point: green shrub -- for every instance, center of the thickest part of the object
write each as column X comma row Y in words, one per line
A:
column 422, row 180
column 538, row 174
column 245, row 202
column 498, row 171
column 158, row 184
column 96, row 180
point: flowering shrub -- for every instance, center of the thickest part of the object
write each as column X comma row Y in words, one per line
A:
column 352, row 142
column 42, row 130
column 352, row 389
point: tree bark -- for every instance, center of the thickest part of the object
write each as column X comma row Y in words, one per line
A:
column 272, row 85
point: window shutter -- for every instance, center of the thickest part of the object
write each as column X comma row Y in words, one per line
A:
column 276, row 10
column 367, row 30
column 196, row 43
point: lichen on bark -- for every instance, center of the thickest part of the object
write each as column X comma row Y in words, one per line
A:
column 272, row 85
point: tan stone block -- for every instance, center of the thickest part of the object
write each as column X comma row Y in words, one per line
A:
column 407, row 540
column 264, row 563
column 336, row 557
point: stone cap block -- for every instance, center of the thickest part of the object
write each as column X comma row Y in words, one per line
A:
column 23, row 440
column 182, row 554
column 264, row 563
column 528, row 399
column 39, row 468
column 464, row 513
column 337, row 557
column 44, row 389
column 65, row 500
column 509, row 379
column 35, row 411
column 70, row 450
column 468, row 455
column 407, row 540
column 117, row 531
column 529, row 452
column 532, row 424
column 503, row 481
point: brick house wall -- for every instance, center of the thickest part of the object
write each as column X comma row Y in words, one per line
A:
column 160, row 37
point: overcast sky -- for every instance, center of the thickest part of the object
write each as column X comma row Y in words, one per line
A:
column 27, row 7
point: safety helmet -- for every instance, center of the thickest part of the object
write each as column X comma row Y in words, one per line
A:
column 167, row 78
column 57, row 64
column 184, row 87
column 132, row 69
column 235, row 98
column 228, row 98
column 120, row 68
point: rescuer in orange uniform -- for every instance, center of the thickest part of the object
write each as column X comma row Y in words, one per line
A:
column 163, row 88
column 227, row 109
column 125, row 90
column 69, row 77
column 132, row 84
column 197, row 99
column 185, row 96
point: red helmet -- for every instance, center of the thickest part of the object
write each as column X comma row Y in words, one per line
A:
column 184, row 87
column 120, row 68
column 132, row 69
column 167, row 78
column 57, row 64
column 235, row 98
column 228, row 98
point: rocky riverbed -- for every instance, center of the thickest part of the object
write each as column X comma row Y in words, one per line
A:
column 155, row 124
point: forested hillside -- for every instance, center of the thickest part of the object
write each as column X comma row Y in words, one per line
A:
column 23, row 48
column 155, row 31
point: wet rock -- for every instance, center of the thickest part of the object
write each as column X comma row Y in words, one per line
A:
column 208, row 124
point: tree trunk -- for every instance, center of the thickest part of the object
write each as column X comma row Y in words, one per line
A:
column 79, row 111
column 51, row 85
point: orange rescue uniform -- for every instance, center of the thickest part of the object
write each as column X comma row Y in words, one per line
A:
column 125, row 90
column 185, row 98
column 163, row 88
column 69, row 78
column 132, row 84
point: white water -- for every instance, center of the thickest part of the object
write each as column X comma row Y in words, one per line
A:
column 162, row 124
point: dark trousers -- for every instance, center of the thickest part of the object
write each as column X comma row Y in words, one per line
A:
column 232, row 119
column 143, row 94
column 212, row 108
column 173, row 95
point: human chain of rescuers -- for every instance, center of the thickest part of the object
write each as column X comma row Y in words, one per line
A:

+ + +

» EXERCISE INSTRUCTIONS
Lay out every line of the material above as a Markdown table with the columns Number and Entry, numbering the rows in order and leaving out blank lines.

» RESULT OF THE EXERCISE
| Number | Entry |
|---|---|
| 1 | point: green shrub -- for every instance, center of the thickest part of the object |
| 2 | write each as column X comma row Y in words, one per line |
| 3 | A: |
| 4 | column 422, row 180 |
| 5 | column 538, row 174 |
| 6 | column 245, row 202 |
| 7 | column 498, row 171 |
| 8 | column 158, row 184 |
| 9 | column 96, row 180 |
| 10 | point: flowering shrub -- for every instance, center of the thickest part of the object |
| 11 | write each as column X comma row Y in words, one per line |
| 12 | A: |
| 13 | column 352, row 142 |
| 14 | column 42, row 130 |
| 15 | column 352, row 389 |
| 16 | point: tree bark -- for every instance, center of the thickest part of the object |
| 17 | write each as column X comma row Y in words, one per line |
| 18 | A: |
| 19 | column 272, row 85 |
| 20 | point: window shutter -- for every instance, center of the thickest part of the object |
| 21 | write each as column X comma row Y in words, one per line |
| 22 | A: |
| 23 | column 276, row 10 |
| 24 | column 367, row 30 |
| 25 | column 196, row 43 |
| 26 | point: lichen on bark -- for every instance, center of the thickest part of the object |
| 27 | write each as column X comma row Y in words, one per line |
| 28 | A: |
| 29 | column 272, row 85 |
| 30 | point: tan stone block -- for every instance, center of the thickest part of the object |
| 31 | write each as column X comma row Y in words, one per line |
| 32 | A: |
| 33 | column 407, row 540 |
| 34 | column 264, row 563 |
| 35 | column 336, row 557 |
| 36 | point: stone cap block -- for every instance, center of the thickest part of the object |
| 37 | write each as column X comma row Y in words, one per line |
| 38 | A: |
| 39 | column 23, row 440 |
| 40 | column 182, row 554 |
| 41 | column 264, row 563 |
| 42 | column 528, row 399 |
| 43 | column 39, row 468 |
| 44 | column 464, row 513 |
| 45 | column 337, row 557 |
| 46 | column 44, row 389 |
| 47 | column 65, row 500 |
| 48 | column 509, row 379 |
| 49 | column 35, row 411 |
| 50 | column 70, row 450 |
| 51 | column 468, row 455 |
| 52 | column 407, row 540 |
| 53 | column 117, row 531 |
| 54 | column 529, row 452 |
| 55 | column 532, row 424 |
| 56 | column 503, row 481 |
| 57 | point: brick house wall -- for every instance, center of the thickest part of the object |
| 58 | write each as column X comma row Y in words, one per line |
| 59 | A: |
| 60 | column 160, row 37 |
| 61 | point: overcast sky -- for every instance, center of the thickest part of the object |
| 62 | write each as column X comma row Y in words, one per line |
| 63 | A: |
| 64 | column 27, row 7 |
| 65 | point: safety helmet -- for every instance, center of the thickest part of the object |
| 66 | write each as column X comma row Y in words, one per line |
| 67 | A: |
| 68 | column 167, row 78 |
| 69 | column 57, row 64 |
| 70 | column 184, row 87 |
| 71 | column 132, row 69 |
| 72 | column 235, row 98 |
| 73 | column 228, row 98 |
| 74 | column 120, row 68 |
| 75 | point: rescuer in orange uniform -- for every instance, center of the thickest part of the object |
| 76 | write each as column X comma row Y in words, one per line |
| 77 | A: |
| 78 | column 163, row 88 |
| 79 | column 227, row 109 |
| 80 | column 125, row 90 |
| 81 | column 69, row 77 |
| 82 | column 132, row 84 |
| 83 | column 197, row 99 |
| 84 | column 185, row 96 |
| 85 | point: red helmet -- for every instance, center of the thickest part of the object |
| 86 | write each as column X comma row Y in words, one per line |
| 87 | A: |
| 88 | column 184, row 87 |
| 89 | column 120, row 68 |
| 90 | column 132, row 69 |
| 91 | column 167, row 78 |
| 92 | column 57, row 64 |
| 93 | column 235, row 98 |
| 94 | column 228, row 98 |
| 95 | point: rocky riverbed -- for every instance, center of the thickest part of the object |
| 96 | write each as column X comma row Y in words, one per line |
| 97 | A: |
| 98 | column 155, row 124 |
| 99 | point: forested hillside -- for every instance, center of the thickest part of the object |
| 100 | write each as column X comma row Y in words, one per line |
| 101 | A: |
| 102 | column 23, row 48 |
| 103 | column 155, row 31 |
| 104 | point: wet rock -- for every instance, center of the thickest part of the object |
| 105 | write each as column X comma row Y in words, one per line |
| 106 | A: |
| 107 | column 208, row 124 |
| 108 | point: tree trunk -- for every instance, center of the thickest part of the object |
| 109 | write each as column X comma row Y in words, one per line |
| 110 | A: |
| 111 | column 79, row 111 |
| 112 | column 51, row 85 |
| 113 | point: orange rescue uniform -- for every instance, center of the thickest part of the object |
| 114 | write each as column X comma row Y in words, one per line |
| 115 | A: |
| 116 | column 125, row 90 |
| 117 | column 185, row 98 |
| 118 | column 163, row 88 |
| 119 | column 69, row 78 |
| 120 | column 132, row 84 |
| 121 | point: white water -- for every instance, center of the thickest part of the object |
| 122 | write each as column X comma row Y in words, one per line |
| 123 | A: |
| 124 | column 162, row 124 |
| 125 | point: dark trousers -- for every instance, center of the thickest part of the object |
| 126 | write each as column X comma row Y in words, one per line |
| 127 | A: |
| 128 | column 232, row 119 |
| 129 | column 143, row 94 |
| 130 | column 212, row 108 |
| 131 | column 173, row 95 |
| 132 | point: human chain of rescuers -- for every instance, center of the thickest part of the object |
| 133 | write each as column X comma row Y in words, one per line |
| 134 | A: |